— Begin —

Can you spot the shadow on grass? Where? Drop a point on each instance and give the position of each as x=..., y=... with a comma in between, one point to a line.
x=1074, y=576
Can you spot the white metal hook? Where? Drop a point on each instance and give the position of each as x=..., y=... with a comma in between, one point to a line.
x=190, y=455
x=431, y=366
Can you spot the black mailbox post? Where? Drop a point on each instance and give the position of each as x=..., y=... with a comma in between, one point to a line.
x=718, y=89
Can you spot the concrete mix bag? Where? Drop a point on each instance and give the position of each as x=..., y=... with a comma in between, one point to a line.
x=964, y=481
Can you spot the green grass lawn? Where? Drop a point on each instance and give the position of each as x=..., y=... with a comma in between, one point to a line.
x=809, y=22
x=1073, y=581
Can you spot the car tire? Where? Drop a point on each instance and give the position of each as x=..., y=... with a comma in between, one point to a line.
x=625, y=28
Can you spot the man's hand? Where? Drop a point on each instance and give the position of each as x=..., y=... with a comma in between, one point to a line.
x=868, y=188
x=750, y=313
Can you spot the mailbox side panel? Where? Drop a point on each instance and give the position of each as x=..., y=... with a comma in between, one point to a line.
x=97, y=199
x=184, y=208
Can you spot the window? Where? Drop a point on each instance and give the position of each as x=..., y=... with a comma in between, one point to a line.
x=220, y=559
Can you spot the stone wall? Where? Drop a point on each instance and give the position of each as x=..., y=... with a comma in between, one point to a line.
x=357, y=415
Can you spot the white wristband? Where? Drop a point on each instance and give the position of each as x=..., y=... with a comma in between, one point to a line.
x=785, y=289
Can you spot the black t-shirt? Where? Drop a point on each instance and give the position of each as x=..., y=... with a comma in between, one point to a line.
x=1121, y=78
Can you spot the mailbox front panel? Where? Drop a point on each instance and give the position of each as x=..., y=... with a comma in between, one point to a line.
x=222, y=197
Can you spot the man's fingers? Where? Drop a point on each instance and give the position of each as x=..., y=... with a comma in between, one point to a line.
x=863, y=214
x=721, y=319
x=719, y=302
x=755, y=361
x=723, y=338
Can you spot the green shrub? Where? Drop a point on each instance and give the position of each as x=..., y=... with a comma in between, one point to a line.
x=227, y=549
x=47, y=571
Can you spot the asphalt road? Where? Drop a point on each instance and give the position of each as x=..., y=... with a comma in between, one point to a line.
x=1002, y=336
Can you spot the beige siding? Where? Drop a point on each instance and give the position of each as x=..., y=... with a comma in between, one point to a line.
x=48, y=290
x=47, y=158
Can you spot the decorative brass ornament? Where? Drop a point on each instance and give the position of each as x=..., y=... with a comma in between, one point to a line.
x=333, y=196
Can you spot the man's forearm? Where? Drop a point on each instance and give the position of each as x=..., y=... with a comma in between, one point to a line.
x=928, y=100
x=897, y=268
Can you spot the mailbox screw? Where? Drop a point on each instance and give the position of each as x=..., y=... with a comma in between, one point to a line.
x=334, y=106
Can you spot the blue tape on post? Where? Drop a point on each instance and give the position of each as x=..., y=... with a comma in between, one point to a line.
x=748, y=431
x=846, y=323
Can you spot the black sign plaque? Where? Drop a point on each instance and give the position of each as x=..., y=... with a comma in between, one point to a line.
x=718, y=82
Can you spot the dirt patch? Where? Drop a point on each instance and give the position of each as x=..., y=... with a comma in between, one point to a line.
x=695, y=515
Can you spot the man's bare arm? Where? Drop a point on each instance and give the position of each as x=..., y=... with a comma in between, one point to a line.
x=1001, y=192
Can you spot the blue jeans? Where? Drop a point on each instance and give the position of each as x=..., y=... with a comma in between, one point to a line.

— End —

*Work to complete*
Rewrite all of the entries above, replacing "one point to a line" with "one point per line" everywhere it occurs and leaving everything else unchanged.

*Exercise response*
Can you spot the shadow on grass? Where? Drop a point on each instance and give the position of each as x=..., y=... with a comma in between, one point per line.
x=1074, y=576
Can you spot the white metal hook? Where? Drop a point on each instance and give the position of each as x=..., y=... with a comma in between, one point per line.
x=190, y=455
x=431, y=366
Can you spot the black mailbox post? Where? Drop a point on each instance and give the position of each as x=..., y=... with a comma in between, one point per line.
x=718, y=89
Can you spot the concrete mix bag? Where? Drop a point on each instance and give the position of each as x=..., y=... with a comma in between, one point per line.
x=964, y=481
Can you spot the green grass lawn? Where? Drop a point on each instance and give the position of each as x=..., y=... with a comma in between, one point per line.
x=809, y=22
x=1073, y=581
Can you spot the car tire? Where? Drop a point on each instance and give the position of each as x=..., y=... with a comma in between, one point per line.
x=625, y=28
Can you spot the man's hand? Where? Drop a point on each instance and give the position of each as x=..., y=... with a comma in between, one point per line.
x=868, y=188
x=750, y=313
Can you spot the mailbox side panel? Where? Drop a point on each instance and give the position of each as x=..., y=... with a comma in between, one point per line.
x=97, y=199
x=184, y=208
Can you spot the window? Where? Drop a point on each instance and give the position of each as x=..., y=... with a comma in between, one point per line.
x=220, y=559
Can you spot the stone wall? Where? Drop a point on each instance and give the position of each as x=..., y=... with a comma in between, one point per line.
x=357, y=415
Can you spot the white wristband? Where? Drop a point on each instance and give the position of each as x=..., y=... with a comma in between, one point per line.
x=785, y=289
Can you spot the black t-shirt? Where? Drop a point on each instance and give the position of each as x=..., y=... with a comma in between, one point per line.
x=1121, y=78
Can you spot the mailbox front panel? Where? Drop a point on each instance and give the position of each as x=..., y=... with a comma in between, one point per line.
x=222, y=197
Can you spot the man's fingers? Where? Drop a point on each instance and give the position of each as x=..., y=... with a comma in between, one point per line.
x=863, y=214
x=721, y=319
x=719, y=302
x=755, y=361
x=723, y=338
Can you spot the green shrub? Where? Drop a point on each instance and give the position of each as x=..., y=... with a comma in between, one point per line.
x=227, y=549
x=47, y=571
Can you spot the asphalt road? Where? Drop a point on each instance and give the position of each as x=..., y=... with a comma in between, one point per line.
x=1002, y=336
Can you spot the beige siding? Where? Drop a point on each instance and give the position of each as x=..., y=... with a comma in between, one point per line.
x=48, y=290
x=47, y=158
Can you spot the decorative brass ornament? Where? Drop a point on each instance and give the position of each as x=..., y=... with a comma in between, one point per line.
x=333, y=196
Can you spot the man's forearm? Where? Drop a point on each instance and give the position of each as x=..., y=... with a comma in between, one point per line.
x=928, y=100
x=897, y=268
Can you spot the mailbox screw? Where? Drop a point on each instance and give the position of each as x=..., y=... with a comma in between, one point per line.
x=334, y=106
Can you spot the blue tape on post? Where? Drop a point on each instance and give the position of each as x=..., y=... with a comma in between, one point per line.
x=748, y=431
x=846, y=323
Can you spot the black sign plaque? Where? Drop a point on each instance and give the position of each as x=..., y=... with a comma in between, one point per line.
x=718, y=82
Can you spot the dirt patch? Where? Drop a point on each instance and give the position of each as x=..., y=... with a comma in between, one point per line.
x=695, y=515
Can you spot the man's bare arm? Where? Drop a point on each instance and give the position of each as x=..., y=... with a comma in between, one point per line.
x=1001, y=192
Can you spot the blue jeans? Where? Drop a point on each instance and give the position of each as x=..., y=... with a comma in between, one point per line.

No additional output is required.